Rows from a pointing dataset
========================================================================

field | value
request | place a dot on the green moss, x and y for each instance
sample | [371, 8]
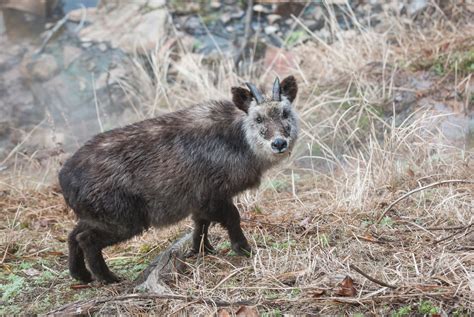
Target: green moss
[14, 284]
[402, 311]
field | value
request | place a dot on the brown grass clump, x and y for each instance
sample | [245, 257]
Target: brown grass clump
[324, 240]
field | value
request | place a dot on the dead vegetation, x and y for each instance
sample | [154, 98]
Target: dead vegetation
[327, 235]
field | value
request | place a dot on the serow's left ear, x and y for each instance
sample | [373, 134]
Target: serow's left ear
[241, 98]
[289, 88]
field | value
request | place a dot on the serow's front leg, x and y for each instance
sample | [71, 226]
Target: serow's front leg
[200, 237]
[230, 219]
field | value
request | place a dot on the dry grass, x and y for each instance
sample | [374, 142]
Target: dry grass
[315, 218]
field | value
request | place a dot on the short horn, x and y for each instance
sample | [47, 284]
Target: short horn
[258, 96]
[276, 91]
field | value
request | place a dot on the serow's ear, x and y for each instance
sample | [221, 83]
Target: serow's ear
[289, 88]
[241, 98]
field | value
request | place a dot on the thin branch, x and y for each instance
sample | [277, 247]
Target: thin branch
[90, 306]
[247, 32]
[452, 181]
[376, 281]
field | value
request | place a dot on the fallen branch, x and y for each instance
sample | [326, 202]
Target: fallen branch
[90, 306]
[452, 181]
[373, 279]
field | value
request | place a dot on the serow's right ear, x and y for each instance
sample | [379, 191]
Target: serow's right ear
[241, 98]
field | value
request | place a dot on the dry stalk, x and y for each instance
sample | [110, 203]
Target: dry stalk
[452, 181]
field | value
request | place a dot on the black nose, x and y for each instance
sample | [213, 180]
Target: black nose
[279, 144]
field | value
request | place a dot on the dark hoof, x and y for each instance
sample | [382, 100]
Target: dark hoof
[242, 248]
[109, 278]
[193, 252]
[84, 277]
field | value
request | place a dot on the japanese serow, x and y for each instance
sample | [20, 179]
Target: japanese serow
[159, 171]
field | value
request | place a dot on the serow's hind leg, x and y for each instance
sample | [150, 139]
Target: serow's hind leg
[200, 236]
[92, 241]
[77, 267]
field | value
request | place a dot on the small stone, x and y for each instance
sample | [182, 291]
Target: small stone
[156, 4]
[225, 17]
[44, 67]
[270, 29]
[70, 53]
[86, 44]
[102, 47]
[272, 18]
[215, 4]
[260, 8]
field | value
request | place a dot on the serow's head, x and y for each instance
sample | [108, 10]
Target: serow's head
[271, 123]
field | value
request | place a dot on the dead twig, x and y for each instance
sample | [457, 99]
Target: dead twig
[247, 32]
[90, 306]
[376, 281]
[451, 181]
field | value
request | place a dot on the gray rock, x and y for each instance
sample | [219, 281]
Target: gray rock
[102, 47]
[167, 263]
[44, 68]
[70, 54]
[271, 29]
[272, 18]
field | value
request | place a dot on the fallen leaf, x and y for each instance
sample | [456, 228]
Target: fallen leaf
[246, 311]
[55, 253]
[290, 278]
[346, 288]
[223, 313]
[315, 293]
[80, 286]
[31, 272]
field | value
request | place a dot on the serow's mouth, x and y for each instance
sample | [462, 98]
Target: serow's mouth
[280, 152]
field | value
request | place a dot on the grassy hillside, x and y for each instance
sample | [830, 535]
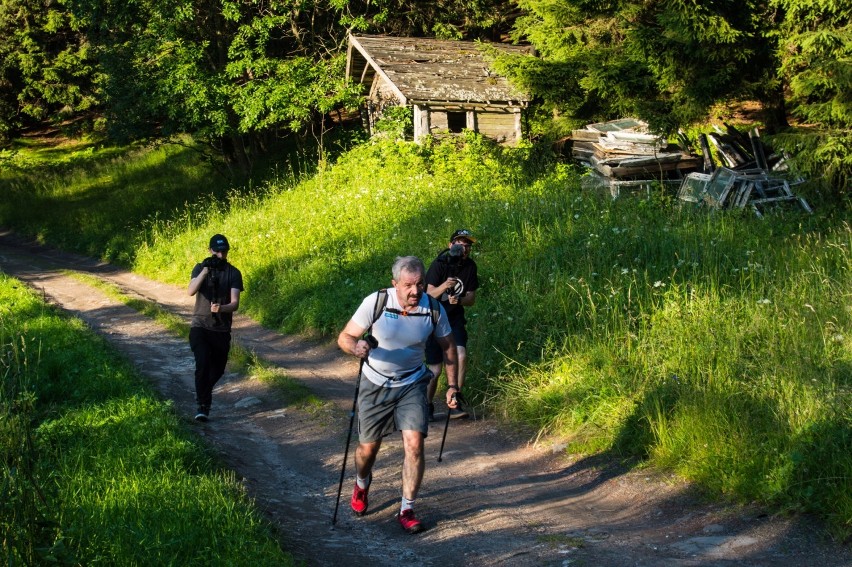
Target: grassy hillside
[96, 469]
[719, 345]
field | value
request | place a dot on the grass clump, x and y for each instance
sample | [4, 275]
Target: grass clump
[96, 469]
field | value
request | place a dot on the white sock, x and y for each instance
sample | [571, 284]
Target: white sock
[363, 482]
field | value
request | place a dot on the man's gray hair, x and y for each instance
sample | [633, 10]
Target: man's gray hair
[410, 264]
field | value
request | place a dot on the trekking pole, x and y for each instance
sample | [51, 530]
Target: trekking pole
[371, 340]
[459, 399]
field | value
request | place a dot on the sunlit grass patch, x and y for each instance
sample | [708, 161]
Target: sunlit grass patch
[96, 468]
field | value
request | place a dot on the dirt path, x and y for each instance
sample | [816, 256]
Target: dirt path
[494, 500]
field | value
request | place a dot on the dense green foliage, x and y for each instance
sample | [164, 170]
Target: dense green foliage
[240, 75]
[97, 470]
[715, 345]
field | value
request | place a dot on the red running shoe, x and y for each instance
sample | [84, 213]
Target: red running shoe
[409, 523]
[359, 500]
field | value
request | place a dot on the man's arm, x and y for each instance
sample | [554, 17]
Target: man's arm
[195, 283]
[228, 307]
[349, 340]
[448, 345]
[466, 300]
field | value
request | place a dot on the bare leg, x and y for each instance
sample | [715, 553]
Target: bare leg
[433, 383]
[462, 365]
[365, 457]
[414, 465]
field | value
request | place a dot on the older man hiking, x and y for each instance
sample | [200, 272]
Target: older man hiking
[393, 381]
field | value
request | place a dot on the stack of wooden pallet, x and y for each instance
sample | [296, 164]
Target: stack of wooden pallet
[623, 149]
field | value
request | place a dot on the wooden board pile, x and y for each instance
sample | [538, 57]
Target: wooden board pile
[623, 149]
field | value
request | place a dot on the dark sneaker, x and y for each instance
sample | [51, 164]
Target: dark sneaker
[359, 500]
[409, 523]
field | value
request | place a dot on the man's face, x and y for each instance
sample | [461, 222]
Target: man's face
[464, 242]
[409, 288]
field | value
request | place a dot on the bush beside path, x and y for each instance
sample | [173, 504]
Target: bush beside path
[496, 499]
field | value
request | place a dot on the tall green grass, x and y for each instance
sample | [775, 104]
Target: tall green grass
[714, 344]
[96, 469]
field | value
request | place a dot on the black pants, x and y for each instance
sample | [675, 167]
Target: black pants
[211, 355]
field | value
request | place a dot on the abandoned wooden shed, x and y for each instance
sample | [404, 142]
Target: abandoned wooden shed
[448, 84]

========================================================================

▶ What is being asked:
Extract all the entries word for word; omit any pictures.

▶ Solution to this problem:
field | value
request | place a dot on the green moss, x and y for each instance
sample | [371, 8]
Target: green moss
[14, 284]
[402, 311]
field | value
request | place a dot on the brown grass clump, x and y for each instance
sample | [245, 257]
Target: brown grass clump
[324, 240]
field | value
request | place a dot on the dead vegetation, x and y for each instance
sample | [154, 98]
Target: dead vegetation
[327, 235]
field | value
request | place a dot on the serow's left ear, x and y for each instance
sample | [373, 134]
Target: serow's left ear
[241, 98]
[289, 88]
field | value
request | place a dot on the serow's front leg, x and y for each instance
sample | [71, 226]
Target: serow's front leg
[200, 237]
[230, 219]
field | value
request | place a dot on the dry grass, x and y for each instance
sample | [374, 142]
Target: dry grass
[315, 218]
field | value
request | place a dot on the short horn, x and y for each instance
sample | [47, 284]
Target: short horn
[258, 96]
[276, 91]
field | value
request | place a dot on the serow's ear, x and y for each instance
sample | [221, 83]
Target: serow's ear
[289, 88]
[241, 98]
field | value
request | place a dot on the thin branch, x and y for each instance
sample | [277, 247]
Target: thin branch
[90, 306]
[247, 32]
[452, 181]
[376, 281]
field | value
request | place a dot on the fallen branch, x and y for each instance
sample | [326, 202]
Target: fallen branch
[90, 306]
[452, 181]
[373, 279]
field | value
request | place a dot on the serow's right ear, x and y for each instance
sample | [379, 191]
Target: serow's right ear
[241, 98]
field | value
request | place a dot on the dry stalk, x and y for each instance
sample | [110, 203]
Target: dry stalk
[452, 181]
field | value
request | place a dot on the black nose, x and y for each instance
sample | [213, 180]
Target: black nose
[279, 144]
field | value
request | place a dot on the dark hoof, x and y for each instance
sample | [382, 100]
Target: dark hoof
[242, 248]
[109, 278]
[193, 252]
[84, 277]
field | value
request | place a dot on the japanese serow, x and y for each instance
sample | [20, 179]
Target: japanese serow
[159, 171]
field | value
request | place a dot on the serow's hind leg, x and y for each instance
sample | [150, 139]
Target: serow's hind leg
[200, 236]
[92, 241]
[77, 267]
field | value
request | place a dot on the small stone, x and y for each instance
sample | [182, 291]
Target: small stone
[156, 4]
[225, 17]
[44, 67]
[270, 29]
[70, 53]
[86, 44]
[102, 47]
[272, 18]
[215, 4]
[260, 8]
field | value
request | place a dot on the serow's head, x and y for each instance
sample | [108, 10]
Target: serow's head
[271, 123]
field | value
request | place a dot on the dead twig, x and y for each instance
sample | [457, 99]
Target: dead twig
[247, 32]
[90, 306]
[376, 281]
[451, 181]
field | value
request | place a dot on the gray rock, x and y for each instance
sample | [219, 281]
Target: gray rock
[102, 47]
[167, 263]
[44, 68]
[70, 54]
[271, 29]
[272, 18]
field | value
request | place a dot on the fallen leaf, x and y for each instance
sample | [456, 228]
Target: fallen leaf
[246, 311]
[55, 253]
[290, 278]
[346, 288]
[223, 313]
[315, 293]
[80, 286]
[31, 272]
field | value
request | place a dot on the serow's mouth, x and y for each instance
sample | [462, 98]
Target: serow's mouth
[280, 152]
field | value
request | place a dot on the grassy hillside, x and y for each instance
sample | [830, 535]
Target: grassy hillside
[96, 469]
[719, 345]
field | value
request | place a dot on the grass clump, x and y for each instance
sample | [4, 275]
Target: grass clump
[96, 469]
field | value
request | place a dot on the white sock, x and y for each instance
sample | [571, 284]
Target: white sock
[363, 482]
field | value
request | place a dot on the man's gray hair, x and y for each instance
sample | [633, 10]
Target: man's gray hair
[410, 264]
field | value
request | place a dot on the trekking pole, x and y for each instance
sample | [51, 530]
Target: trekking pole
[371, 340]
[459, 399]
field | value
request | place a dot on the sunlit grass patch, x and y for each instance
sample | [708, 161]
Target: sunlit grass patch
[96, 468]
field | value
request | place a dot on the dirt path, x and y for each instance
sample | [816, 256]
Target: dirt path
[494, 500]
field | value
request | place a dot on the dense green foliage, x and y for each instance
sample | [164, 170]
Target: dense green foliage
[240, 75]
[97, 470]
[715, 345]
field | value
request | place a dot on the red running shoe, x and y for each instance
sample | [84, 213]
Target: red running shoe
[409, 523]
[359, 500]
field | value
request | place a dot on the man's arm, x and y for each instance
sample | [554, 17]
Target: man's arm
[195, 283]
[228, 307]
[349, 340]
[448, 345]
[466, 300]
field | value
request | place a dot on the bare leg, x and y for each instance
sample | [715, 553]
Target: bare leg
[433, 383]
[462, 365]
[365, 457]
[414, 465]
field | value
request | place a dot on the older man hiking, x and y for each instance
sample | [200, 272]
Target: older man hiking
[393, 381]
field | value
request | place a dot on the stack of wooden pallet, x and y for each instance
sample | [296, 164]
Target: stack of wooden pallet
[623, 149]
field | value
request | place a dot on the wooden board pile, x and y for each instance
sample | [538, 57]
Target: wooden board pile
[623, 149]
field | value
request | place a dot on the dark sneaker, x and y for each instance
sample | [51, 164]
Target: dark sneaker
[359, 500]
[409, 523]
field | value
request | place a dot on the man's face, x and y for each instance
sample | [461, 222]
Target: man's face
[464, 242]
[409, 288]
field | value
request | place a dot on the bush beside path, x and y for each instance
sample | [173, 504]
Target: bush beside path
[496, 499]
field | value
request | place a dot on the tall green grass, x and y for each instance
sample | [775, 104]
Target: tall green grass
[714, 344]
[96, 469]
field | value
request | place a dot on the black pants, x and y for each instance
sample | [675, 167]
Target: black pants
[211, 355]
field | value
request | place a dot on the abandoned wooden shed, x and y for each instance
sample | [404, 142]
Target: abandoned wooden shed
[448, 84]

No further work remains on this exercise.